**TASK ITEM:**
In the listing below, find each line with the string "zipper" and return it.

**MATERIAL FOR THIS TASK:**
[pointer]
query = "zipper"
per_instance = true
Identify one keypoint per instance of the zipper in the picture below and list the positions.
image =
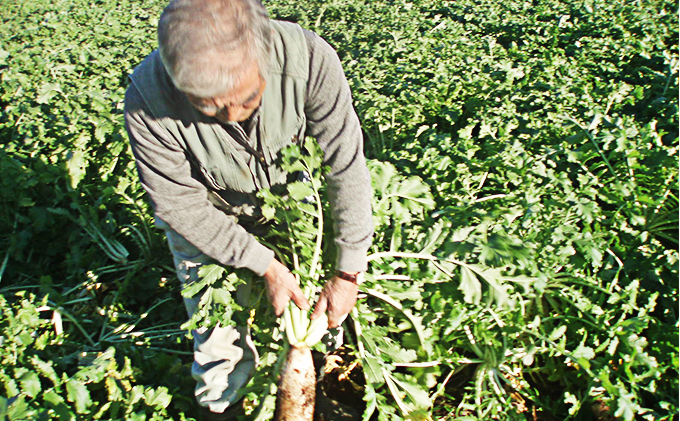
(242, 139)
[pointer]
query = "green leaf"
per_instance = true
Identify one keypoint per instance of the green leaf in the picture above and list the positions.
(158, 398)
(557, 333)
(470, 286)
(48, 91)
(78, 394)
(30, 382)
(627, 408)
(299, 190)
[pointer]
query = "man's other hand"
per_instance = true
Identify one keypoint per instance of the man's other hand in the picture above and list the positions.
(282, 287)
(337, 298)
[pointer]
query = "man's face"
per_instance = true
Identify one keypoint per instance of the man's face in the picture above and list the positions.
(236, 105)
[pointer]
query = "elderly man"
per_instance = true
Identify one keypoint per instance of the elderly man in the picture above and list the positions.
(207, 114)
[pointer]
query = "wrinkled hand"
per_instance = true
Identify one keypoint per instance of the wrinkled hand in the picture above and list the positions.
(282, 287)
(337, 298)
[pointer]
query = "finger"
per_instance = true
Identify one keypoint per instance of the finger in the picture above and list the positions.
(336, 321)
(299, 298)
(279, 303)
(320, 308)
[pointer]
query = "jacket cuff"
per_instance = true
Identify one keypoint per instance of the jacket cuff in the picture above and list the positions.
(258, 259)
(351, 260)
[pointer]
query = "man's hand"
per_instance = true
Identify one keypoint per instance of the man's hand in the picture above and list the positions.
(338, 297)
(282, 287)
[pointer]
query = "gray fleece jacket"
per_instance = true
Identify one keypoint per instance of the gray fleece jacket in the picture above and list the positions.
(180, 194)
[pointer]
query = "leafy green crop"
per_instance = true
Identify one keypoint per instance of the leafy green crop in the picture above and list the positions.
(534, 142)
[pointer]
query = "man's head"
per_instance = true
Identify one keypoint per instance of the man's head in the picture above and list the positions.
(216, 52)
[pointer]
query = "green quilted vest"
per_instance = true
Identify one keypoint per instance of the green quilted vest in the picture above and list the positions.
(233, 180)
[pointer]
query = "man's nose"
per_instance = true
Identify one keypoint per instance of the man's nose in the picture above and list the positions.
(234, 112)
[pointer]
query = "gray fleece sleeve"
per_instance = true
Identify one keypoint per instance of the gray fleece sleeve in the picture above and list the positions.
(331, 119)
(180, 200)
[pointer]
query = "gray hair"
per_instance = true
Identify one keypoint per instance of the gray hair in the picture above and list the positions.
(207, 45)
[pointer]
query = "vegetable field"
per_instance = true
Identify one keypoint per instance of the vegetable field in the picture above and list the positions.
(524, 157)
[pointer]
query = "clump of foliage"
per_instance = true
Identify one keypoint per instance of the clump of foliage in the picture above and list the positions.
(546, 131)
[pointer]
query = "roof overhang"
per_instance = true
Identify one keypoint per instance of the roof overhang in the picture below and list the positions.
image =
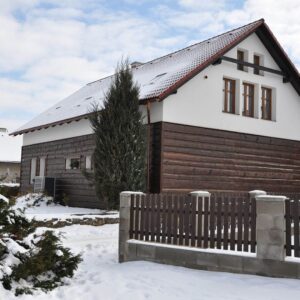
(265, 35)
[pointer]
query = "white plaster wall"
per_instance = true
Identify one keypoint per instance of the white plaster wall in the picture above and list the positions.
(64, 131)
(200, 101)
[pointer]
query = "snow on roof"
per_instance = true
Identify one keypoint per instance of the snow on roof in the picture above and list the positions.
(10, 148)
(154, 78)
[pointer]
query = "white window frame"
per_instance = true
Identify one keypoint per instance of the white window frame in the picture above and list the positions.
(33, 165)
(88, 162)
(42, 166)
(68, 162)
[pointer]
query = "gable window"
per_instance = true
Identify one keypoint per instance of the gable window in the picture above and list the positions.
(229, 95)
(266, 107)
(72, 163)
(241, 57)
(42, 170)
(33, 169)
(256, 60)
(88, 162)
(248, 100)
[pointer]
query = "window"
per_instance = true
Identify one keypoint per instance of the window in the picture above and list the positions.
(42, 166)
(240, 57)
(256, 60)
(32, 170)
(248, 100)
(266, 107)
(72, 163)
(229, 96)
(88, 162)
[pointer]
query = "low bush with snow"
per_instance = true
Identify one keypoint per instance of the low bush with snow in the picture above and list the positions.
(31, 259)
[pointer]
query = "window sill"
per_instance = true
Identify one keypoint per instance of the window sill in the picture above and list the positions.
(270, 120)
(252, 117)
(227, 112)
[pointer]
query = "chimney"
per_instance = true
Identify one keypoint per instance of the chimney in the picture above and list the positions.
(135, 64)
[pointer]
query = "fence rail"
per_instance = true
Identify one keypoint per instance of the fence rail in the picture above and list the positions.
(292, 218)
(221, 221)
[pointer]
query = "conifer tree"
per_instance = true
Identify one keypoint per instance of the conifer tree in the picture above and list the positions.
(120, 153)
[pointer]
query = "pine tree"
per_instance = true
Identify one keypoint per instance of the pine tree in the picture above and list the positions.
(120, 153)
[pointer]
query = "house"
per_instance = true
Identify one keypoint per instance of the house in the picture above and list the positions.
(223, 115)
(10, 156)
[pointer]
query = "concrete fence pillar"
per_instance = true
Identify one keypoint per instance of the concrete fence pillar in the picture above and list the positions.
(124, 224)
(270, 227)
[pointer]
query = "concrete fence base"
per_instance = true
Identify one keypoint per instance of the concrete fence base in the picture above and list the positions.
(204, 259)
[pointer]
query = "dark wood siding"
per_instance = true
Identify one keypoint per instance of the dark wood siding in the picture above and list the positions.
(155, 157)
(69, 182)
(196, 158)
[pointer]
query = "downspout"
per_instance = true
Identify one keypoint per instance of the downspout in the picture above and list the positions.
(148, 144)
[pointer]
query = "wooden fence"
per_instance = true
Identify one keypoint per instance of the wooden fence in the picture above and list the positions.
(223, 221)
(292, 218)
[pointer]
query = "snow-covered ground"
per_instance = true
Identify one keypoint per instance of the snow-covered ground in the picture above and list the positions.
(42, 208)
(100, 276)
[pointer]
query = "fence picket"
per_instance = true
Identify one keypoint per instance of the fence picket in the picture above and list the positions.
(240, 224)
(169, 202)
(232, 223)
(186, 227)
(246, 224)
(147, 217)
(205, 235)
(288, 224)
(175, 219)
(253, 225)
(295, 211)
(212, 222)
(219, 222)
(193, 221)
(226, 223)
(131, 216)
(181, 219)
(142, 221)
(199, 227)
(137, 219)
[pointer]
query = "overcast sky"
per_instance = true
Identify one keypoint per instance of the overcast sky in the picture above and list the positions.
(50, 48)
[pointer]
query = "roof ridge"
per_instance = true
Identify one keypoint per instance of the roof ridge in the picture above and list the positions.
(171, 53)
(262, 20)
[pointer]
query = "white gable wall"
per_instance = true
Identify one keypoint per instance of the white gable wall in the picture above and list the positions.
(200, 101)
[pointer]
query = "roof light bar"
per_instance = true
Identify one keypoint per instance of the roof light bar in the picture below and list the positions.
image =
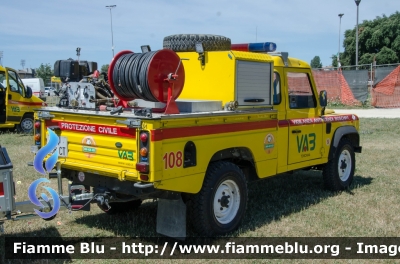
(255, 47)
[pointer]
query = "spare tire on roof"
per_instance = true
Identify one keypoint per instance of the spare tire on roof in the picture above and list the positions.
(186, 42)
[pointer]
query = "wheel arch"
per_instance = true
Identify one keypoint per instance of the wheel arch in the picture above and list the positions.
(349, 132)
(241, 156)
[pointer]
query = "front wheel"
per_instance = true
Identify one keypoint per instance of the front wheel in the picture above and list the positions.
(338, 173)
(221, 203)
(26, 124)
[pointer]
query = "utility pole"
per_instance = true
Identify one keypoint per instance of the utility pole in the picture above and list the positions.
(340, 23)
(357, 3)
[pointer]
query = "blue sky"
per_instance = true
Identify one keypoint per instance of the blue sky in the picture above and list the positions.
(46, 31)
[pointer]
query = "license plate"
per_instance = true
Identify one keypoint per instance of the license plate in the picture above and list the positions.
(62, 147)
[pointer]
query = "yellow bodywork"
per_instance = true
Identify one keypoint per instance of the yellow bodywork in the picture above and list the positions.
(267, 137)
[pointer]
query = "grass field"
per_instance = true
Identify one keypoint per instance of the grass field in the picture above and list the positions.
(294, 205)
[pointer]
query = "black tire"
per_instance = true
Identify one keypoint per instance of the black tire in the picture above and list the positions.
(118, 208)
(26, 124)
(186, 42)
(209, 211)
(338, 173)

**ANSWER TO THIS PROBLEM:**
query = "zipper"
Identify one keypoint per instance of the zipper in the picture below and list the positions.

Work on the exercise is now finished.